(Image boundary labeling items)
——————

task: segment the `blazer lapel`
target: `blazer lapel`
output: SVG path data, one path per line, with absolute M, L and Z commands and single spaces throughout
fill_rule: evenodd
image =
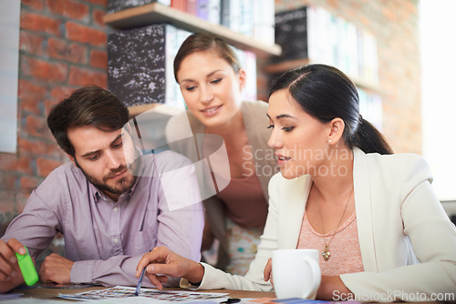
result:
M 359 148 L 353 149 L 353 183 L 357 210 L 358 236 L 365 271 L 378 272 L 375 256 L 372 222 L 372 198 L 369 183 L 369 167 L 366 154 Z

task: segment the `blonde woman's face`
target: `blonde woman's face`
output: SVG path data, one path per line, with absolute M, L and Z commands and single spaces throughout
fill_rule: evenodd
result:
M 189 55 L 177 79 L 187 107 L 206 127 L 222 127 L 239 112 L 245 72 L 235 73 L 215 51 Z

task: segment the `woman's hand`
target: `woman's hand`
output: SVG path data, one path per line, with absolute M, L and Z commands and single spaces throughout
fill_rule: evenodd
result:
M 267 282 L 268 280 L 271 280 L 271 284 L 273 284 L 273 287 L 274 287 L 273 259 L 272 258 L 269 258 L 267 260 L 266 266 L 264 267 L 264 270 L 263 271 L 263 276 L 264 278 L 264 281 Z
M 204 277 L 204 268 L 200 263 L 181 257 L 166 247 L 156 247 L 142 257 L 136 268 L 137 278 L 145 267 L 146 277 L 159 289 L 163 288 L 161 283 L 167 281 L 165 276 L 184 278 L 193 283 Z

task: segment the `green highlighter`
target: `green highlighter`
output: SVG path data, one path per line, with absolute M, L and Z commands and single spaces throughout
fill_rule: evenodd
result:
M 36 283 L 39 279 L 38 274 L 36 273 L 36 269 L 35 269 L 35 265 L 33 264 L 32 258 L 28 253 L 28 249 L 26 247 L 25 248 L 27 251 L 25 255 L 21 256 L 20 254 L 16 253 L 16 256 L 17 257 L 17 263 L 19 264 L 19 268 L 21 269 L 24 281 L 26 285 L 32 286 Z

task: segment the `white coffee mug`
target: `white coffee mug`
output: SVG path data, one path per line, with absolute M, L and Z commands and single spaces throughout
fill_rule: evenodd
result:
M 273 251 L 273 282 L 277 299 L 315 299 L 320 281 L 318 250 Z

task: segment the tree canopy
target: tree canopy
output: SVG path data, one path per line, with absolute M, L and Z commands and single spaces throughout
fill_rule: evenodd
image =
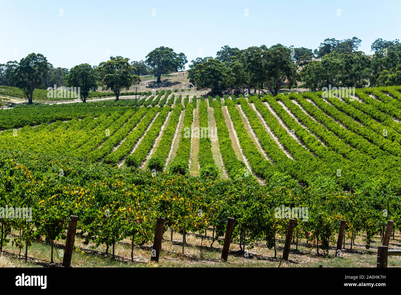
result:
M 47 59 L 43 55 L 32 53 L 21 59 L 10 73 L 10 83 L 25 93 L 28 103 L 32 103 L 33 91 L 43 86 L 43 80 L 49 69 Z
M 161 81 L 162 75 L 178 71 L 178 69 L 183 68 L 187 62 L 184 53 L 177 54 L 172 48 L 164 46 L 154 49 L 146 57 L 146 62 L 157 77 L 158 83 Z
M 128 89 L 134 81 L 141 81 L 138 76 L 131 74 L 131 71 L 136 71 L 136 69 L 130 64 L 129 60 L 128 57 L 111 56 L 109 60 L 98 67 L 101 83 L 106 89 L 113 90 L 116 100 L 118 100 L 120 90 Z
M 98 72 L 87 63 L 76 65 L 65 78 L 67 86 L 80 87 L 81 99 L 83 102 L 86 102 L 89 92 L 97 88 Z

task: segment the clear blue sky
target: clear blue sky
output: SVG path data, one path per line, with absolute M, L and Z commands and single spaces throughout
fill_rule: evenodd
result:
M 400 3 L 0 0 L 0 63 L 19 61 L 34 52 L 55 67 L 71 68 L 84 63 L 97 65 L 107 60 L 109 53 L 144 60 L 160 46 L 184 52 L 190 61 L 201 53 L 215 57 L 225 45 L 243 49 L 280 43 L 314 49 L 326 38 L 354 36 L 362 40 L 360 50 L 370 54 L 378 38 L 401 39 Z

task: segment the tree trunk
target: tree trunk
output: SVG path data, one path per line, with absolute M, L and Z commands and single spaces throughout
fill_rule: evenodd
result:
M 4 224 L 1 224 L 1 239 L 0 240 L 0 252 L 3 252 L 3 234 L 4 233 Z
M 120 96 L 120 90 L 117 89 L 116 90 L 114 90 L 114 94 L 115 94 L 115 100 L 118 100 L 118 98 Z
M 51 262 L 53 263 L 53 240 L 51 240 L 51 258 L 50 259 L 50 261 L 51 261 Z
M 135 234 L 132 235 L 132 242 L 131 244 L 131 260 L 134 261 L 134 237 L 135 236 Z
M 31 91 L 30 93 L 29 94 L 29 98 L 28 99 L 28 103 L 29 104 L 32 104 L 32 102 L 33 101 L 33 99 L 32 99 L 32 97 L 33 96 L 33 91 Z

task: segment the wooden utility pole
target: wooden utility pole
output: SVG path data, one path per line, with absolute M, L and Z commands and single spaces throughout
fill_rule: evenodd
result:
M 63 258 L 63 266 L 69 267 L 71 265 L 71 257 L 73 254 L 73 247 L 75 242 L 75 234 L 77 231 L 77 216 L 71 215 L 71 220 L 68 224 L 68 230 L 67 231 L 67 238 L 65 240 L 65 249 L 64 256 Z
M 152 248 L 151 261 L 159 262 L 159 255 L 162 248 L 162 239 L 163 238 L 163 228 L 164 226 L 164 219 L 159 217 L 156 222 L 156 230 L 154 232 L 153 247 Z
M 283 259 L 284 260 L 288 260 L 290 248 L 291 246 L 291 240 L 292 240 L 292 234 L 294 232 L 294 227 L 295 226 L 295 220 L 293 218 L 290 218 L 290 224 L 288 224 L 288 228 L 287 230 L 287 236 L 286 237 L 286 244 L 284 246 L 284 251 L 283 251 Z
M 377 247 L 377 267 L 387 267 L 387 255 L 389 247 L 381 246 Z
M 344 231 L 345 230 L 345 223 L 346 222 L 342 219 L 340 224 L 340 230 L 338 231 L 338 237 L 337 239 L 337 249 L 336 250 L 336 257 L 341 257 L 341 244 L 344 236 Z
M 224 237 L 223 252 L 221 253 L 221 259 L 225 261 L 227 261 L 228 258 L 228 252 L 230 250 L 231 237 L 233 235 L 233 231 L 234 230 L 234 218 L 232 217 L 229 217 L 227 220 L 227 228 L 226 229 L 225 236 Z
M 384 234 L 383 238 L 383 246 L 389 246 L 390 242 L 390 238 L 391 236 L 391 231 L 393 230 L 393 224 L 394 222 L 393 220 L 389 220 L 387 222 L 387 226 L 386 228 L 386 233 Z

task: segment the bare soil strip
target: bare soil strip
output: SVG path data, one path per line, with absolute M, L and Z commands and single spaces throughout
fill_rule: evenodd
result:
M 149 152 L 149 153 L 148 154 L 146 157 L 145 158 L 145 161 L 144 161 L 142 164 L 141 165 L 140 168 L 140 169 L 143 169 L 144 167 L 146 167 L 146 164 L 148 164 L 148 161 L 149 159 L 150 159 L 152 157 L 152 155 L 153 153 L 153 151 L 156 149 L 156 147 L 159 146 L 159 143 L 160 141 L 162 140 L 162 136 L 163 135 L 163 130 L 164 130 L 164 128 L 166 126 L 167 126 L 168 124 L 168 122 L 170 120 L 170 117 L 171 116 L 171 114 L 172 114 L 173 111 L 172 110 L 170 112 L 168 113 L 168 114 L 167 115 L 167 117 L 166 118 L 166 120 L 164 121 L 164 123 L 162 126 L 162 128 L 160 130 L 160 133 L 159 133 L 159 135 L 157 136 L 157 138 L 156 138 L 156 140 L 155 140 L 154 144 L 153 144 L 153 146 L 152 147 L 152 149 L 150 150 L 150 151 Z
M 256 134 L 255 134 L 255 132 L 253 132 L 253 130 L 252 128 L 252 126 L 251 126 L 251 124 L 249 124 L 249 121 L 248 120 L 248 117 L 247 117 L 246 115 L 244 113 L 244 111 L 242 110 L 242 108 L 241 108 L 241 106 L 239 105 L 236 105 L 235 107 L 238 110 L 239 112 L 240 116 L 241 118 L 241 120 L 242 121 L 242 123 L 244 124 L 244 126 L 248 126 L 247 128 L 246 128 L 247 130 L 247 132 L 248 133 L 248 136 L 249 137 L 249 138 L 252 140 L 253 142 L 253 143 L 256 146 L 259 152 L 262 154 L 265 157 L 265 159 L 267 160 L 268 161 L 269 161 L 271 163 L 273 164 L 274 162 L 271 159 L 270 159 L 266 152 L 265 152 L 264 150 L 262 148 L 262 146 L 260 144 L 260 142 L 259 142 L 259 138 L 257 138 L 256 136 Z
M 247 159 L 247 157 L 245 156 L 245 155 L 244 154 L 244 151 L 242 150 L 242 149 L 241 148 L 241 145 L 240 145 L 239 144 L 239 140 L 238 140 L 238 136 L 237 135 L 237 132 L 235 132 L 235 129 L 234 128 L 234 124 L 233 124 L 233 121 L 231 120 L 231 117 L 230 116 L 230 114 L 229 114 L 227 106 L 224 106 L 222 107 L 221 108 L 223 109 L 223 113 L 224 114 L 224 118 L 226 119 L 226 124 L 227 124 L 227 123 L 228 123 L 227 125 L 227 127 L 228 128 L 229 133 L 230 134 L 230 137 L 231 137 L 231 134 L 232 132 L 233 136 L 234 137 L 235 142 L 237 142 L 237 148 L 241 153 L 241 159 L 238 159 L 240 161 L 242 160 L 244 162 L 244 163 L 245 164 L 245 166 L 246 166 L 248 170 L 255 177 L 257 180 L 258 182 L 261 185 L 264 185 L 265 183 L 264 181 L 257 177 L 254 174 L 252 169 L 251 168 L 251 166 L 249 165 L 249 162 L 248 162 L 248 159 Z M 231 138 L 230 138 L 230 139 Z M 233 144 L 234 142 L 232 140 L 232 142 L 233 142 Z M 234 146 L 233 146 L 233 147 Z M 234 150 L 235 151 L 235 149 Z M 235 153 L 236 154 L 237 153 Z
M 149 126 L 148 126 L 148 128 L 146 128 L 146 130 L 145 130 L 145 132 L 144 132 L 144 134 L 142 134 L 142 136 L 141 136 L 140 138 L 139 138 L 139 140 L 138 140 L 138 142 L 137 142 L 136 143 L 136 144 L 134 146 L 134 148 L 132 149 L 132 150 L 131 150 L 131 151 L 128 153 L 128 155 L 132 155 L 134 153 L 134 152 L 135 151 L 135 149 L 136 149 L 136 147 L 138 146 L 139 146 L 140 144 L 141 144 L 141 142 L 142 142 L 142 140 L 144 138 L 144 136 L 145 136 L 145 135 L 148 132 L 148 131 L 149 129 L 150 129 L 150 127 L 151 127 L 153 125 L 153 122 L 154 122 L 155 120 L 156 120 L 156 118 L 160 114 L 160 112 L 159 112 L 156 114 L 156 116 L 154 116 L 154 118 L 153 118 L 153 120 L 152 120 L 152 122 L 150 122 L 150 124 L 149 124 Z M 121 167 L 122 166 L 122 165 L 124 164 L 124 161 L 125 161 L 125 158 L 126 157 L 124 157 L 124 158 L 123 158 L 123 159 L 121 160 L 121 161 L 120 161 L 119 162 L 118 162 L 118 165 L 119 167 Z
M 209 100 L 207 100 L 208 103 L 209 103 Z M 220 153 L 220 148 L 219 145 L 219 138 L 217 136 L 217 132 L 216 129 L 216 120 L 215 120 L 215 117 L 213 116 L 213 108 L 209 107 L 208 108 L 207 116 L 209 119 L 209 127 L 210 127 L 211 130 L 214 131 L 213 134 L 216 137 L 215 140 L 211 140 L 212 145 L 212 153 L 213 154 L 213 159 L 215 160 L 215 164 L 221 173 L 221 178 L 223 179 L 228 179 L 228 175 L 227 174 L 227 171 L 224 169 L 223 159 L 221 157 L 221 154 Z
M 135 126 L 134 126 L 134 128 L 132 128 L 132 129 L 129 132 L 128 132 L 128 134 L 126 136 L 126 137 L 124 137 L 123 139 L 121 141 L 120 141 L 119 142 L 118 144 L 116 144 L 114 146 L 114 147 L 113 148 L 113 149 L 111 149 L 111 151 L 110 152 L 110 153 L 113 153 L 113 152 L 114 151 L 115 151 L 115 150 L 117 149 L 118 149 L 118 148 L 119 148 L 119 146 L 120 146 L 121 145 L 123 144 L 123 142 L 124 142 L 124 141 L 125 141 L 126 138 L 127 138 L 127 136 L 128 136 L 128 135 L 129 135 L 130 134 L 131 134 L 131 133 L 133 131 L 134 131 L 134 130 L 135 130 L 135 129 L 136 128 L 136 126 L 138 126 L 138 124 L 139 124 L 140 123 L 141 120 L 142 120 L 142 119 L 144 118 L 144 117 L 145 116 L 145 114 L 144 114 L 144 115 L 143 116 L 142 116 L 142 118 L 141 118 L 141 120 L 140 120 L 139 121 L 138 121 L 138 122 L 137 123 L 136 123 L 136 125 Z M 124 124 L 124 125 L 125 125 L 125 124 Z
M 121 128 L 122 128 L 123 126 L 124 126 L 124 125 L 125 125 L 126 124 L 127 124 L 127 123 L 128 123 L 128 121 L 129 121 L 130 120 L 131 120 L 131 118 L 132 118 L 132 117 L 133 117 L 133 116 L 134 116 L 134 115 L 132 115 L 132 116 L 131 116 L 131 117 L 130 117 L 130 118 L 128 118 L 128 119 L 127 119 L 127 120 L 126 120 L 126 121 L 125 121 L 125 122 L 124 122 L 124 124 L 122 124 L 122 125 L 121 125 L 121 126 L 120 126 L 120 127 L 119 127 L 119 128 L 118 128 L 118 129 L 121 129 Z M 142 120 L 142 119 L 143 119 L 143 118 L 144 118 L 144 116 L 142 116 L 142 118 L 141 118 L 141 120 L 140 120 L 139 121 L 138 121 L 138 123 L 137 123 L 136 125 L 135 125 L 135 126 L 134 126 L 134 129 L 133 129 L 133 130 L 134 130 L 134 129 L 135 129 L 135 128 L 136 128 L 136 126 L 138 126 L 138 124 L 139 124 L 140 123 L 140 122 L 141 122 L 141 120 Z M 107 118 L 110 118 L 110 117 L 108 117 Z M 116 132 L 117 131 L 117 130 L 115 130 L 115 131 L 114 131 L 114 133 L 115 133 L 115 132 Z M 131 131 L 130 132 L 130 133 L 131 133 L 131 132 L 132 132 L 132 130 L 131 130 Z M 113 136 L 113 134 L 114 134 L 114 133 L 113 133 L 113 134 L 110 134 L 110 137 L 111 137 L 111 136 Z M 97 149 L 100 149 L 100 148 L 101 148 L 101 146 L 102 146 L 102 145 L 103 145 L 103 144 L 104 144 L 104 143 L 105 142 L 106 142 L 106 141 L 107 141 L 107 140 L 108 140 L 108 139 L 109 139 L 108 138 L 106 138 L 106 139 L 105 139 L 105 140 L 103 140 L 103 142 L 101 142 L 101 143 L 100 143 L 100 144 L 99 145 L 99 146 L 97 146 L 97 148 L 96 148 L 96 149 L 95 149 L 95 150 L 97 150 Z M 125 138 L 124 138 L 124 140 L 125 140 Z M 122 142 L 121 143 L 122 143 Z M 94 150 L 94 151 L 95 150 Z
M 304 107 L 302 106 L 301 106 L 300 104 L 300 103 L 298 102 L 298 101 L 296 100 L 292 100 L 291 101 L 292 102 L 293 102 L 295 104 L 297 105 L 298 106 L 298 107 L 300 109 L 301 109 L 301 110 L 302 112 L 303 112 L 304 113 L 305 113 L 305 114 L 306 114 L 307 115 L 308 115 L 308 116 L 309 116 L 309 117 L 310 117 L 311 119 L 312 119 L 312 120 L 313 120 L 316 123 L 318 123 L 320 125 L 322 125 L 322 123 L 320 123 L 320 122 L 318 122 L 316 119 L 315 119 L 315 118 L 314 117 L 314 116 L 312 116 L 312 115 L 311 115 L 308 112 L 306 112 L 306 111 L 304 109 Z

——————

Given problem> Copy the records word for word, starting at the very beginning and ending with the line that contains "M 359 148 L", including both ends. Leave the pictures out of your copy.

Exercise solution>
task: segment the `blazer lapel`
target: `blazer lapel`
output: SVG path data, one path per line, with absolute M, L and Z commands and single spaces throughout
fill_rule: evenodd
image =
result:
M 359 148 L 353 149 L 353 183 L 357 210 L 358 236 L 365 271 L 378 272 L 375 256 L 372 222 L 372 198 L 369 183 L 369 167 L 366 154 Z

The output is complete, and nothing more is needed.